▸ RECORDS PROVIDED:
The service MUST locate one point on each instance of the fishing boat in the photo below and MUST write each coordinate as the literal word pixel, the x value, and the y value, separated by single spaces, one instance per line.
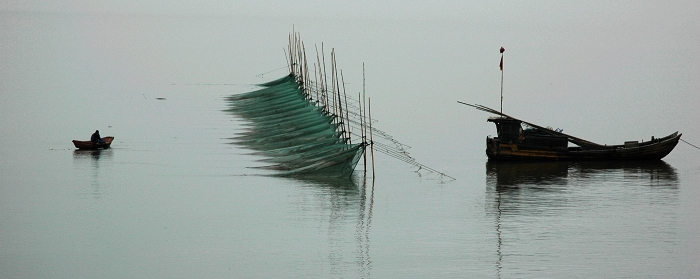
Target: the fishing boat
pixel 521 140
pixel 86 144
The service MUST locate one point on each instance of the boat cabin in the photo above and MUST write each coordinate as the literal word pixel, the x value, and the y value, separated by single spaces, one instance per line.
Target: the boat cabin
pixel 511 131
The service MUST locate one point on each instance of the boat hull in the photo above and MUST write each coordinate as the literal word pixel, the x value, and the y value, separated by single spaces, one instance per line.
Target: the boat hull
pixel 652 150
pixel 86 144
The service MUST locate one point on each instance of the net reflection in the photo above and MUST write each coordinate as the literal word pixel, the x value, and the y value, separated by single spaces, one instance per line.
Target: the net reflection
pixel 346 198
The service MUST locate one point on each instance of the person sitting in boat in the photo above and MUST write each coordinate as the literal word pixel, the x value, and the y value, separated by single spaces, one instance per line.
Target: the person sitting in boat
pixel 96 138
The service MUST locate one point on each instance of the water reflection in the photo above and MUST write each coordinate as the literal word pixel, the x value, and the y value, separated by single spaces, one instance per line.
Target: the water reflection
pixel 519 192
pixel 95 157
pixel 347 197
pixel 516 176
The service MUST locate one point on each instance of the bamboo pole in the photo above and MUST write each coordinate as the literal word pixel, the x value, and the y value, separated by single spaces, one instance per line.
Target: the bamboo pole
pixel 371 143
pixel 362 130
pixel 347 112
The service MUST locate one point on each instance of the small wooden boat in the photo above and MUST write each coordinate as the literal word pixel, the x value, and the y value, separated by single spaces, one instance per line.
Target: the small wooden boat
pixel 538 143
pixel 86 144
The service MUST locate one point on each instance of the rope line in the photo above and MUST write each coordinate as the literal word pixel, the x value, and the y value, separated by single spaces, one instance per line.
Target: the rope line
pixel 690 144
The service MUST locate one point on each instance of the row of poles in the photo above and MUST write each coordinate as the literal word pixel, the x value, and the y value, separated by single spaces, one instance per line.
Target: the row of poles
pixel 336 102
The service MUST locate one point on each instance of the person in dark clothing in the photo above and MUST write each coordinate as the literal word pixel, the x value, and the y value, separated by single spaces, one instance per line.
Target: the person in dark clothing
pixel 96 138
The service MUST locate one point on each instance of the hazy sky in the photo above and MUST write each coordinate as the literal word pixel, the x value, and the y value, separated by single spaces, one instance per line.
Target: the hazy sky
pixel 630 66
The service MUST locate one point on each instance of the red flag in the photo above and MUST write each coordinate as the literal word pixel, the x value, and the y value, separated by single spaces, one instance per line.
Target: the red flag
pixel 501 65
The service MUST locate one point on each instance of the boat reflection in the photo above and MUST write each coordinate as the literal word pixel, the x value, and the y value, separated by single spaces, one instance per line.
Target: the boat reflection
pixel 537 189
pixel 509 176
pixel 95 157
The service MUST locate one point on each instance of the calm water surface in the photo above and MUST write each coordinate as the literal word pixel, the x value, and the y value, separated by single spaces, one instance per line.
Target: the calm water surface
pixel 174 199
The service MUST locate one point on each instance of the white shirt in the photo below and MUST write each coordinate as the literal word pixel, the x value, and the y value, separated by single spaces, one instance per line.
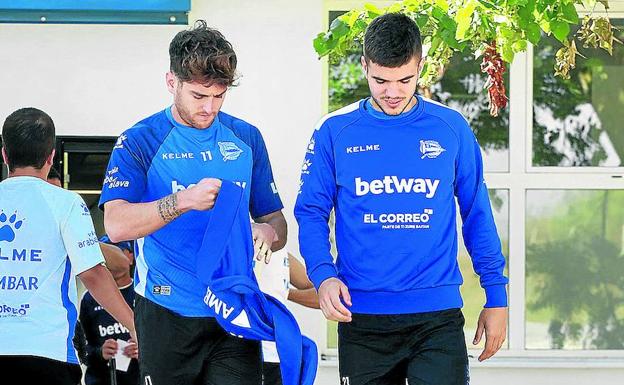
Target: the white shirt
pixel 46 239
pixel 273 279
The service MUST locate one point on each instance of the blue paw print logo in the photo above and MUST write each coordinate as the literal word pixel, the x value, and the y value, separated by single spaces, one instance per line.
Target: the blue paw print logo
pixel 8 225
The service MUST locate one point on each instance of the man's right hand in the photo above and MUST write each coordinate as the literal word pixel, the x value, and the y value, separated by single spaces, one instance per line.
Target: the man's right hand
pixel 202 196
pixel 330 292
pixel 109 349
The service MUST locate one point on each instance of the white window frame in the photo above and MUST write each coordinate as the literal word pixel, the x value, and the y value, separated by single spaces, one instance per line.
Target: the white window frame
pixel 521 177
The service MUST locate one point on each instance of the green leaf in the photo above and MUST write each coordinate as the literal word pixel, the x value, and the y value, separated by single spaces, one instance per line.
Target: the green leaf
pixel 519 46
pixel 449 38
pixel 421 20
pixel 560 30
pixel 507 53
pixel 442 4
pixel 320 45
pixel 373 11
pixel 353 17
pixel 435 43
pixel 533 33
pixel 569 13
pixel 338 28
pixel 525 16
pixel 463 19
pixel 506 31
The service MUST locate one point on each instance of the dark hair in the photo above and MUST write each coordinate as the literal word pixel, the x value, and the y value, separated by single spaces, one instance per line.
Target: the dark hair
pixel 28 138
pixel 392 40
pixel 53 174
pixel 202 55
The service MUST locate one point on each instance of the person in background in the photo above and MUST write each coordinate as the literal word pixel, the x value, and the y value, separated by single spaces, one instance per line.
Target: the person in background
pixel 101 331
pixel 46 240
pixel 54 178
pixel 284 278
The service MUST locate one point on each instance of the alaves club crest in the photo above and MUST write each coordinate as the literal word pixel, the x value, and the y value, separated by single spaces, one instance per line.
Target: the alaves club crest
pixel 430 149
pixel 229 150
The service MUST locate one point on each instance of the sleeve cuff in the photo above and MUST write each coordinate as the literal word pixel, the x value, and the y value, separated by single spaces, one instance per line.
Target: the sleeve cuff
pixel 496 296
pixel 321 273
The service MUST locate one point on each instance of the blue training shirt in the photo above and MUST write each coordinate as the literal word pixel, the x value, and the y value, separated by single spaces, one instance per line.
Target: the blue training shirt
pixel 158 157
pixel 393 184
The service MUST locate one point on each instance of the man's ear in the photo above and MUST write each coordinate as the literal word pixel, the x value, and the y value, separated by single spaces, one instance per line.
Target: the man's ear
pixel 170 80
pixel 364 65
pixel 50 160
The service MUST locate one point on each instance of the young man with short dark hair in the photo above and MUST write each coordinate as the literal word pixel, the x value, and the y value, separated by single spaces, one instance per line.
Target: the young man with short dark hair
pixel 392 166
pixel 100 331
pixel 46 240
pixel 163 178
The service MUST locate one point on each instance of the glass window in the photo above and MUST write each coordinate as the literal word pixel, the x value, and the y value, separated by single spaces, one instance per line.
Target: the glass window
pixel 577 122
pixel 575 269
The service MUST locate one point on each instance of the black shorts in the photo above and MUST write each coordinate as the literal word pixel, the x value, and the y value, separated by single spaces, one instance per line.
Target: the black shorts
pixel 271 373
pixel 176 350
pixel 424 348
pixel 38 370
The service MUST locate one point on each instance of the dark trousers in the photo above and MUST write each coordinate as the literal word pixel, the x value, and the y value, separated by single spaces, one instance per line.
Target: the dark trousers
pixel 424 348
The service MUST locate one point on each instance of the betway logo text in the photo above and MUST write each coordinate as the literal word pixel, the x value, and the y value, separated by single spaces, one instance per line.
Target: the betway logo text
pixel 392 185
pixel 176 187
pixel 110 330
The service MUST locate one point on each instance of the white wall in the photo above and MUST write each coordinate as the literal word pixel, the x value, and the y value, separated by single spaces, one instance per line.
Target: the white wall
pixel 100 79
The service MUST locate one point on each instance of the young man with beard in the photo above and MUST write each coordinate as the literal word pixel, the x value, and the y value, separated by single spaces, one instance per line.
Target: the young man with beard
pixel 392 167
pixel 163 178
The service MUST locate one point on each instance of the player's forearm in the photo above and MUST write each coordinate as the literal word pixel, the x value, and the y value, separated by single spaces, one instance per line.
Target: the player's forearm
pixel 114 257
pixel 102 287
pixel 126 221
pixel 307 297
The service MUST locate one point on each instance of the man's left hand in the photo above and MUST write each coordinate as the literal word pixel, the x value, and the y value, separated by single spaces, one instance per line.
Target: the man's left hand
pixel 132 350
pixel 263 235
pixel 492 321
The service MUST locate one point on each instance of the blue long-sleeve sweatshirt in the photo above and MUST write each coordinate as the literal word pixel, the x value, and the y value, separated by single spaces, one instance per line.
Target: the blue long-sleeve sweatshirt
pixel 393 184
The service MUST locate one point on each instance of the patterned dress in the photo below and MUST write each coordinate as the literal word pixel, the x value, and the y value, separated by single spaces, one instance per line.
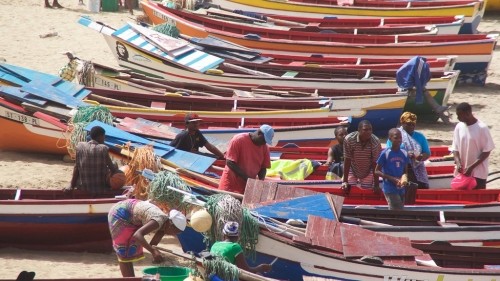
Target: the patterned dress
pixel 124 219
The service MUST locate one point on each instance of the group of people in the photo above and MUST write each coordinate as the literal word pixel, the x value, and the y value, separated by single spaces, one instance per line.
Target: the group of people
pixel 358 158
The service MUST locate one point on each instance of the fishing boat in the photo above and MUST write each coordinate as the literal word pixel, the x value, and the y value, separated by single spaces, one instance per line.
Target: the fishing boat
pixel 334 250
pixel 466 47
pixel 144 56
pixel 112 86
pixel 472 10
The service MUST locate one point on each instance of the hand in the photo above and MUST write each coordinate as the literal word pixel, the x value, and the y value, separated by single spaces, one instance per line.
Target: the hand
pixel 157 256
pixel 265 267
pixel 468 171
pixel 346 188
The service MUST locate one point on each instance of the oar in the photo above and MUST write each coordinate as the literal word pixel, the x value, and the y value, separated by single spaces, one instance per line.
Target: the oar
pixel 243 274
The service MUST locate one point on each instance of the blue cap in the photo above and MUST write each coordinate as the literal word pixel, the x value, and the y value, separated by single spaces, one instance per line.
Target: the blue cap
pixel 268 132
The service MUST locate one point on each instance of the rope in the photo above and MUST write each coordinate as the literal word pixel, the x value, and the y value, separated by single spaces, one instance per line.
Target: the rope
pixel 142 158
pixel 220 267
pixel 224 208
pixel 159 192
pixel 76 133
pixel 86 74
pixel 167 29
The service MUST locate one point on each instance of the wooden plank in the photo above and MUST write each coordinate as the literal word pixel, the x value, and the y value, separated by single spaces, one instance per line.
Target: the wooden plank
pixel 324 233
pixel 358 242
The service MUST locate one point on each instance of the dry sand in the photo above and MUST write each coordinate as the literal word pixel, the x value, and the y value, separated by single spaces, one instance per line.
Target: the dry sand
pixel 22 23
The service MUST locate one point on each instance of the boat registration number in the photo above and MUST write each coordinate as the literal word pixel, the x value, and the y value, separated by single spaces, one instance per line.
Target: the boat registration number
pixel 106 83
pixel 21 118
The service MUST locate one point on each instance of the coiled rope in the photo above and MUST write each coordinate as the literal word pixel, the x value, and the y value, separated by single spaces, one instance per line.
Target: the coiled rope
pixel 167 29
pixel 219 266
pixel 76 126
pixel 224 208
pixel 86 74
pixel 159 192
pixel 142 158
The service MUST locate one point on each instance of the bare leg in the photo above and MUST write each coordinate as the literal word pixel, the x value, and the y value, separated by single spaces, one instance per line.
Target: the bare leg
pixel 127 269
pixel 128 3
pixel 56 4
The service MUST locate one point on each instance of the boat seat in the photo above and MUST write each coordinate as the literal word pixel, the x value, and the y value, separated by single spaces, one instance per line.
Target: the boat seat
pixel 158 105
pixel 290 74
pixel 18 194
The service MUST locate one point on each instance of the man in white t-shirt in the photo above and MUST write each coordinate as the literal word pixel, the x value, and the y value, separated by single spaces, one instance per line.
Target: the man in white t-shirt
pixel 472 144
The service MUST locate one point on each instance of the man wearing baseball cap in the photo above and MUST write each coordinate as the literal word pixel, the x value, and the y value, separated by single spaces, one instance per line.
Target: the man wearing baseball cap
pixel 247 157
pixel 191 139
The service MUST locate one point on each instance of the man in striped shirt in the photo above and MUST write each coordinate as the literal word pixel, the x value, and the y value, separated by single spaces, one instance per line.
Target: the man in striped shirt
pixel 361 151
pixel 93 166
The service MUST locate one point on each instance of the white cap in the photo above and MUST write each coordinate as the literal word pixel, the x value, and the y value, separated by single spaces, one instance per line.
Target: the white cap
pixel 178 219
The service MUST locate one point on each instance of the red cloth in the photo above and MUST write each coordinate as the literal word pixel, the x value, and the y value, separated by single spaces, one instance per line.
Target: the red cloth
pixel 249 157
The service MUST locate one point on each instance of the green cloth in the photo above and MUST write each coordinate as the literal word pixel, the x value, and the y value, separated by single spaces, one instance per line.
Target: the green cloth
pixel 227 250
pixel 290 169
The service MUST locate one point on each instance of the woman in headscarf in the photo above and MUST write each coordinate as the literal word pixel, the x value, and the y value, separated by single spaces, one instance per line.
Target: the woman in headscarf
pixel 232 251
pixel 130 220
pixel 415 143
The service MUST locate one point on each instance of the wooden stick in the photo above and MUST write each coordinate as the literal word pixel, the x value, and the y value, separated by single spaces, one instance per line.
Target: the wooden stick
pixel 244 275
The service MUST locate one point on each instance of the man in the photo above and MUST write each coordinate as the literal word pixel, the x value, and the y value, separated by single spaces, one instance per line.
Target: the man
pixel 361 150
pixel 335 160
pixel 191 139
pixel 93 165
pixel 392 164
pixel 247 157
pixel 472 144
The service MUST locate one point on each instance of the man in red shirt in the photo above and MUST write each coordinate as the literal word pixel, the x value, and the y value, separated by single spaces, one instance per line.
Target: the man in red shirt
pixel 247 156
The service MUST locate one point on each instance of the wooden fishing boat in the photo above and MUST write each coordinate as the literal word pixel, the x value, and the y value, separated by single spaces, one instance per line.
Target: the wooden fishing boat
pixel 341 26
pixel 472 10
pixel 193 66
pixel 466 47
pixel 118 85
pixel 333 250
pixel 382 111
pixel 358 196
pixel 492 6
pixel 445 25
pixel 72 221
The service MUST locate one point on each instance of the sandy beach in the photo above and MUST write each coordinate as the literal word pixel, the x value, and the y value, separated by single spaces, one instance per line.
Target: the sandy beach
pixel 24 21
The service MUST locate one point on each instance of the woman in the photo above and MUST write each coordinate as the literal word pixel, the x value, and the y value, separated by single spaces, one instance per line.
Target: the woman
pixel 130 220
pixel 415 143
pixel 230 250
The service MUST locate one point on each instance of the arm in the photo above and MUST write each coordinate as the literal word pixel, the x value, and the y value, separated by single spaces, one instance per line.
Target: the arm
pixel 330 158
pixel 379 173
pixel 241 262
pixel 458 161
pixel 214 150
pixel 74 178
pixel 236 169
pixel 483 156
pixel 347 167
pixel 139 236
pixel 262 173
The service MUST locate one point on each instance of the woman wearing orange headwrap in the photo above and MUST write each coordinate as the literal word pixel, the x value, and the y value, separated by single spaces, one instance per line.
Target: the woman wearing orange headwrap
pixel 418 149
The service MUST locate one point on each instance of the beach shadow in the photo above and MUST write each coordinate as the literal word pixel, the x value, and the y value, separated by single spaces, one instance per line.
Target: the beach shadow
pixel 12 156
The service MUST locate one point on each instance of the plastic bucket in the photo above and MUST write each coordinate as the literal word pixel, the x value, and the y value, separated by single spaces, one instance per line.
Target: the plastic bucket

▸ THE PROBLEM:
Spot the lines above that mention "plastic" and copy them.

▸ FINAL ANSWER:
The service MUST locate one point on each instance of the plastic bucket in the photo above and MUST write each coordinate as the literal word pixel, the x value, and the y value, separated by single spaces, one instance per line.
Target: the plastic bucket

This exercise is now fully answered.